§ Source material
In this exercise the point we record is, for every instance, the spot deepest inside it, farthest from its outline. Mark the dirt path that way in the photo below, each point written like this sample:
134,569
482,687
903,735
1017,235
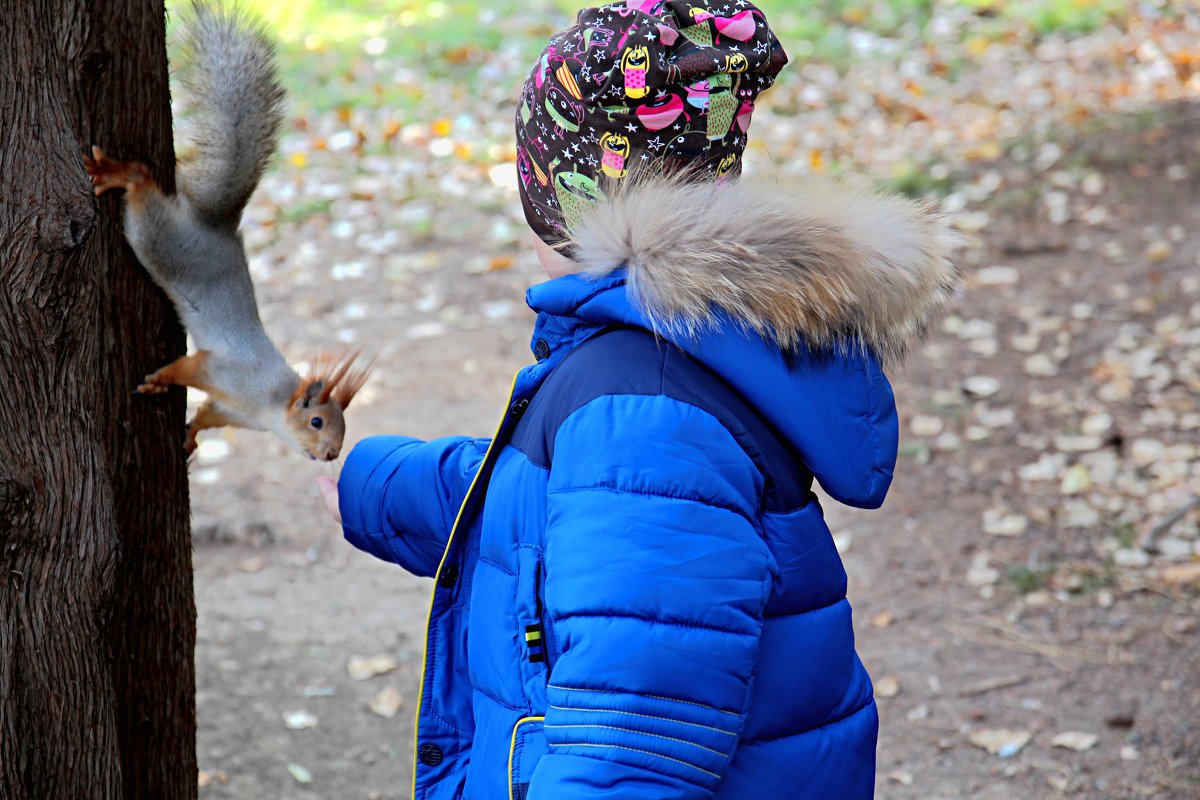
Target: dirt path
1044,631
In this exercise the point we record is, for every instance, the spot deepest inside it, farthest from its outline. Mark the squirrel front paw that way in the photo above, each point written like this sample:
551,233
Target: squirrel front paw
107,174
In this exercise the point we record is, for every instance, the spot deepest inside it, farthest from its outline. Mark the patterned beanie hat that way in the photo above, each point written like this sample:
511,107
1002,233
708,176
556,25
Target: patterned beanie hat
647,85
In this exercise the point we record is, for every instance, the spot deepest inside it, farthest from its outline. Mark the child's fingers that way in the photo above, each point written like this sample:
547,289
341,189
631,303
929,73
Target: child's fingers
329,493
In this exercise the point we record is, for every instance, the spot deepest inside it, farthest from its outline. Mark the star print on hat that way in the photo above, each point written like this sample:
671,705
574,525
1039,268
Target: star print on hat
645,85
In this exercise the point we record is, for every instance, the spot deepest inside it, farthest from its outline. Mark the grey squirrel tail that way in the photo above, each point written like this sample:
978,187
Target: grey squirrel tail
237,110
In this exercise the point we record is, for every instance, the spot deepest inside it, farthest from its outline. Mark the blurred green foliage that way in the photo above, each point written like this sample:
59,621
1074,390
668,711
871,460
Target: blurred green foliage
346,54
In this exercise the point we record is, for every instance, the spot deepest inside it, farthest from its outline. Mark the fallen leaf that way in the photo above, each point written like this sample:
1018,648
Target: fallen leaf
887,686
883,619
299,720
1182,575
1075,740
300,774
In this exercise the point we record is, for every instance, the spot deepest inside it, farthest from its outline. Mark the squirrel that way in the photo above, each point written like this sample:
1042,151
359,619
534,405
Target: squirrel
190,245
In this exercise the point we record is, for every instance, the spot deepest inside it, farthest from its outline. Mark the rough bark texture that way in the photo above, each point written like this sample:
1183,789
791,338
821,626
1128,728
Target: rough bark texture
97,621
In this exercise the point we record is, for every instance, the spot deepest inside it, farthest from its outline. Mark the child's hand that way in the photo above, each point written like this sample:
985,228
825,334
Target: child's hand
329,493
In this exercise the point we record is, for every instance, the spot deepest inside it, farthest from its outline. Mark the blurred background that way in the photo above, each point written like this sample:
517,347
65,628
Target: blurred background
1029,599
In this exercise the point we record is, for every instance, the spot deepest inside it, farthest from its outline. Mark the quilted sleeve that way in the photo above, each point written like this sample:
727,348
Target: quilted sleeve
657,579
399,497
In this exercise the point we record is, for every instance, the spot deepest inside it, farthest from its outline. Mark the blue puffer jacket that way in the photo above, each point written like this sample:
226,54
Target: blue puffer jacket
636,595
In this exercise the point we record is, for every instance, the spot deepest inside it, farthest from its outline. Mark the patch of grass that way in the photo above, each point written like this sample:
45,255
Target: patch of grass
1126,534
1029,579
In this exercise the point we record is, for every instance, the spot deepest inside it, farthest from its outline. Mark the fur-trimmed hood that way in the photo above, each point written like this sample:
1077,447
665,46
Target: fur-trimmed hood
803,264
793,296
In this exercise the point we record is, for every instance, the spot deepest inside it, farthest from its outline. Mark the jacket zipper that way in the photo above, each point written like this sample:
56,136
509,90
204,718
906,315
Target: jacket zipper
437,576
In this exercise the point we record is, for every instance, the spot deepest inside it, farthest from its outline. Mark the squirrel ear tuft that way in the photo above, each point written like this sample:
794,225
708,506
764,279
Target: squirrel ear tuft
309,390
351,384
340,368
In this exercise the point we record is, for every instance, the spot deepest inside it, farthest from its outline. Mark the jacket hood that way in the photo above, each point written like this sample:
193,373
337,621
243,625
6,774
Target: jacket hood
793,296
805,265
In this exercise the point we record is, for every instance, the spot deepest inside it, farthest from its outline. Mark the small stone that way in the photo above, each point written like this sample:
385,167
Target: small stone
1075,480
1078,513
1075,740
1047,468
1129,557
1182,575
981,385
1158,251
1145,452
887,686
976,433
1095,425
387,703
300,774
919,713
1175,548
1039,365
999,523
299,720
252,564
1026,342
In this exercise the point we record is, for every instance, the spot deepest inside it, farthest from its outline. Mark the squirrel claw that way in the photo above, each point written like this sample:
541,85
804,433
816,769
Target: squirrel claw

* * *

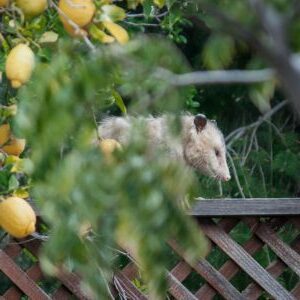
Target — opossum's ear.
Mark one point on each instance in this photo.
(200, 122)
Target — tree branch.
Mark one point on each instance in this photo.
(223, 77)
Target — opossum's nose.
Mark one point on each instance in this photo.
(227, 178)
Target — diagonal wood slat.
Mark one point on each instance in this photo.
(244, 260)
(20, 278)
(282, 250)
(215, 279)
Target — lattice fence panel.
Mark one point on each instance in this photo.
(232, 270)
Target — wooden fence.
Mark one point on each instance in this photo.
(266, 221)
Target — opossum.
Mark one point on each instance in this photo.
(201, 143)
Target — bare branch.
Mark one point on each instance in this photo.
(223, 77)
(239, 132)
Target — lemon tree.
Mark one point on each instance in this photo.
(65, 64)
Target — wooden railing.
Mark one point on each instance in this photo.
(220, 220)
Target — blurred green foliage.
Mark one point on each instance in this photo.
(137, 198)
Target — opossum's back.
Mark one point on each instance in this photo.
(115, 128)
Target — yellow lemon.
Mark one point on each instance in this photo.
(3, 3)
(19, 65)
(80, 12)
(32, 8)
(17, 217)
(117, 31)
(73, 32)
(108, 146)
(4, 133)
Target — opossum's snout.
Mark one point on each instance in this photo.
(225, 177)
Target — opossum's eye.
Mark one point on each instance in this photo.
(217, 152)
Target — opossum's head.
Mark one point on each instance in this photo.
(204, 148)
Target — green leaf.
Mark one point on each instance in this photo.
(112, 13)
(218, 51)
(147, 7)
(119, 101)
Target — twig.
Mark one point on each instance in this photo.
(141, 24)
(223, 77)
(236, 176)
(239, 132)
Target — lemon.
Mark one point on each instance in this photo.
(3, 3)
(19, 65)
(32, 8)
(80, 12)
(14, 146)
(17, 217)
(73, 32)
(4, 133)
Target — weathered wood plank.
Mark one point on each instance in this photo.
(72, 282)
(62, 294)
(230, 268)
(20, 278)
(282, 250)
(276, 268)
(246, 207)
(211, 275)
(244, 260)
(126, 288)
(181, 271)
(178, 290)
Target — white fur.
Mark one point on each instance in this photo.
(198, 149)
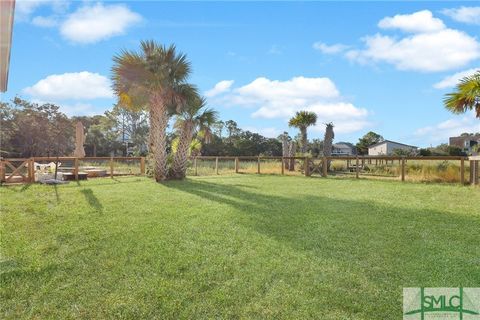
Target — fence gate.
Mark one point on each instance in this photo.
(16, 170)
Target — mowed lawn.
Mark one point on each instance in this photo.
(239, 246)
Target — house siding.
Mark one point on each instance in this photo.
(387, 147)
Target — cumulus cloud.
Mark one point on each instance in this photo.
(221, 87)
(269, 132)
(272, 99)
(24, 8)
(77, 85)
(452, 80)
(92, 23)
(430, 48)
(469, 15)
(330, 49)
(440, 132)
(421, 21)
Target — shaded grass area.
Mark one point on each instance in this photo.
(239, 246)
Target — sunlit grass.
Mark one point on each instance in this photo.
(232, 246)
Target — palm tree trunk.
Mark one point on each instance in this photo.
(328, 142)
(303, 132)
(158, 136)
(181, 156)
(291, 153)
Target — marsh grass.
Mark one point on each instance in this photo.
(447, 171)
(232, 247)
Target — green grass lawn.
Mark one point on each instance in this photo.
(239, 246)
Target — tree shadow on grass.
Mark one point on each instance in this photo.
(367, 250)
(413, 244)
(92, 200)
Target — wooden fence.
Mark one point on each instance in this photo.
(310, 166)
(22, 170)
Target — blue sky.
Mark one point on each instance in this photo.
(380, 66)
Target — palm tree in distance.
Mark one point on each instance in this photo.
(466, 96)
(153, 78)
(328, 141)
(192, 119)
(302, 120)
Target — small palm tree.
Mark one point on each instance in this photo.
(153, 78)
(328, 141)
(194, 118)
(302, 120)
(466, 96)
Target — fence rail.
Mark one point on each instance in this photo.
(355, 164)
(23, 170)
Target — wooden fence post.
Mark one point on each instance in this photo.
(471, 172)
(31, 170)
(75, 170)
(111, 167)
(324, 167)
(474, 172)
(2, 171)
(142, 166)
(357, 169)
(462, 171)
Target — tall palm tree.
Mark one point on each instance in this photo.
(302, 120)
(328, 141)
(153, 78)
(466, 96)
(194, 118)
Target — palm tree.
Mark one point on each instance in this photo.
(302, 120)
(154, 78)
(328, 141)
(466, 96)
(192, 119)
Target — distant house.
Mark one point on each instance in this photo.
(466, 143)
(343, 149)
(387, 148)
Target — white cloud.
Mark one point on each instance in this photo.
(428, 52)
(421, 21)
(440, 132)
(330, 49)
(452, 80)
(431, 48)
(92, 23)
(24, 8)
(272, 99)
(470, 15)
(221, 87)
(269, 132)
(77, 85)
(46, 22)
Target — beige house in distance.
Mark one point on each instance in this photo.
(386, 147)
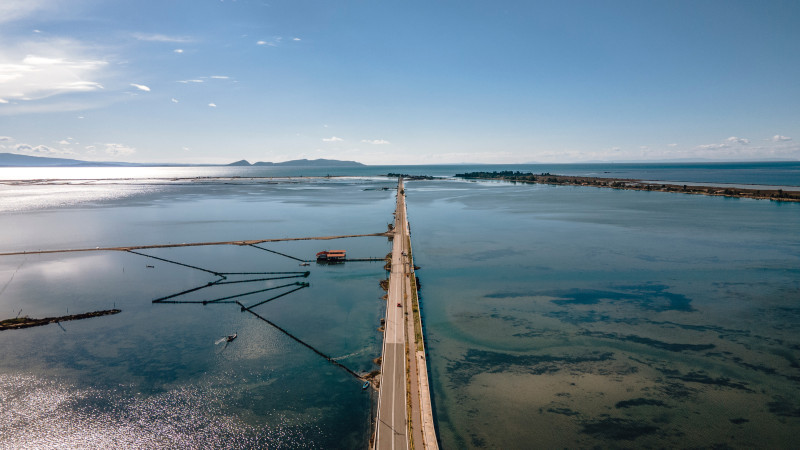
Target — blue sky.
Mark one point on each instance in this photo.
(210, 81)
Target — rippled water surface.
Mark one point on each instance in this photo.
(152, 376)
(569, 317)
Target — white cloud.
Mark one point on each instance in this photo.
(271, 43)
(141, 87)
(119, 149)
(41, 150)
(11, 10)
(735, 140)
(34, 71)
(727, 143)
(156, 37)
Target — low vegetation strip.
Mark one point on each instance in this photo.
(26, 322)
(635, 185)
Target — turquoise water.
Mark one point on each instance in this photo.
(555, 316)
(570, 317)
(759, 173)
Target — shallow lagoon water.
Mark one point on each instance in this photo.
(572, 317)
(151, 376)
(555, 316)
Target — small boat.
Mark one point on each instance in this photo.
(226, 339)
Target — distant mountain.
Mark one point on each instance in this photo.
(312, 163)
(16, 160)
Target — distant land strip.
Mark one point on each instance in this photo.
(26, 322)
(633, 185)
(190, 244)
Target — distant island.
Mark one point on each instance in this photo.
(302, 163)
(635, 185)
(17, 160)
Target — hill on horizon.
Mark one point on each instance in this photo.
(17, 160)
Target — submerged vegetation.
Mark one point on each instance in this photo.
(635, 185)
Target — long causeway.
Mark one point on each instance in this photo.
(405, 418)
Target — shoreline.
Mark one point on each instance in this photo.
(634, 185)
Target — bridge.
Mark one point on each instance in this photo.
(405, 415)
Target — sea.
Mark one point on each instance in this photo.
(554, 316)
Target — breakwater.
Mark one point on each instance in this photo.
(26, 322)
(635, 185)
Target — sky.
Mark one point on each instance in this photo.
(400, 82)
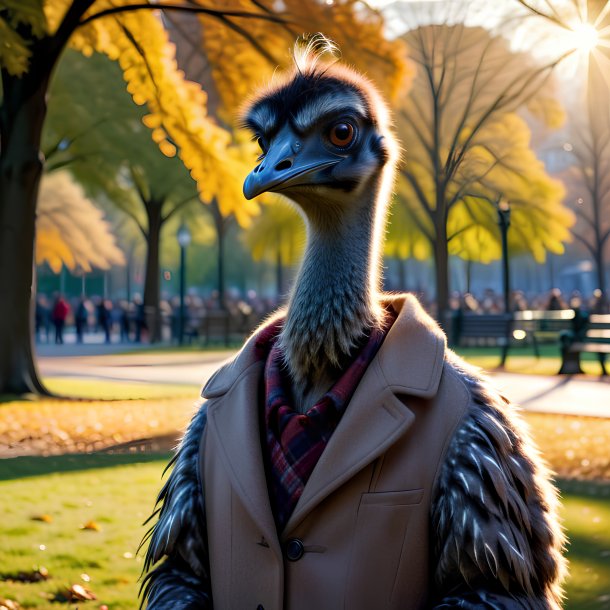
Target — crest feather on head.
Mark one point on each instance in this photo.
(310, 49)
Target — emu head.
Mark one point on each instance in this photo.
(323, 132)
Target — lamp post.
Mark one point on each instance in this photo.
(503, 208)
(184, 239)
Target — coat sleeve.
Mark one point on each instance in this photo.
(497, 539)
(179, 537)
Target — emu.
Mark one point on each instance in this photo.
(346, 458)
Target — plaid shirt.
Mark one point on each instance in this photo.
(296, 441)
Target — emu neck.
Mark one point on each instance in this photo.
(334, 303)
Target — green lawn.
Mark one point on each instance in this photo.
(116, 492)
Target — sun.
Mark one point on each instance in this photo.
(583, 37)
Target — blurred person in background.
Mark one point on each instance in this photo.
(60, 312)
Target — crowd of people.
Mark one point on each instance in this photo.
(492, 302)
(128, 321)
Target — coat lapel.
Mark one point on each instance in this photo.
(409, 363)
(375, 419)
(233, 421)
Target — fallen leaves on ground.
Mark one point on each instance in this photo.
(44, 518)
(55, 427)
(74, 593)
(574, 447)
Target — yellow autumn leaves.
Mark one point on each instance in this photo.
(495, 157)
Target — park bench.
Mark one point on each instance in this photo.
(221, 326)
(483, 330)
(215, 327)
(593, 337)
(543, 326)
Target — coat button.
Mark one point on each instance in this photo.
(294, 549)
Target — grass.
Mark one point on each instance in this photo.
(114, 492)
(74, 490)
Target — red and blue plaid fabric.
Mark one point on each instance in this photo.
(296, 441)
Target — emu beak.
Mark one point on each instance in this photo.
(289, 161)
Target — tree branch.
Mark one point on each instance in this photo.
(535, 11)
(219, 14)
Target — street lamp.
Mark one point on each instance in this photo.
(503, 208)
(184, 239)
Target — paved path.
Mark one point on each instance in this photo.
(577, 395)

---

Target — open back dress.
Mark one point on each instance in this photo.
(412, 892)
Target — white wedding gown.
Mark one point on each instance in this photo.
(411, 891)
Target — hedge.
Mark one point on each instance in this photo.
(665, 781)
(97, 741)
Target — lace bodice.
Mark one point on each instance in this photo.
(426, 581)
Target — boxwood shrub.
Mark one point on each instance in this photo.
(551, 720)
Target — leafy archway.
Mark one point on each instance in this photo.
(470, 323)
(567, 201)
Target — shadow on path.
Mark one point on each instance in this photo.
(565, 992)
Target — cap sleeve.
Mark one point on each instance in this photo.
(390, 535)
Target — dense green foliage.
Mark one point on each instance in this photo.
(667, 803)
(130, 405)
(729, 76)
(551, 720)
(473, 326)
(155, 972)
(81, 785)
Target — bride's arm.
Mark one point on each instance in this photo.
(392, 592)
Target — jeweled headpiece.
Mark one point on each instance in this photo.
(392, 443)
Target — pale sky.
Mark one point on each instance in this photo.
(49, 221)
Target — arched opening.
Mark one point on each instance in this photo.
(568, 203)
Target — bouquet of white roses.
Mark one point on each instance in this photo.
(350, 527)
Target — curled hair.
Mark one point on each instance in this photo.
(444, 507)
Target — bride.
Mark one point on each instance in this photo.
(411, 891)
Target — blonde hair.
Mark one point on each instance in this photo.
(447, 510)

§ What to produce
Using the listing above, return word for word each line from the one that has "Target — green leaf." through the one that has "Target — weathered wood plank.", and no line outside that range.

§ Result for this exercise
Target — green leaf.
Mark one point on each instance in this photo.
(112, 13)
(218, 51)
(147, 7)
(119, 101)
Target — twig.
Mark one point on each instance in this photo.
(141, 24)
(223, 77)
(236, 176)
(239, 132)
Target — lemon.
Mark one point on each instance in this photo.
(3, 3)
(19, 65)
(32, 8)
(80, 12)
(14, 146)
(17, 217)
(73, 32)
(4, 133)
Target — weathered wood plank.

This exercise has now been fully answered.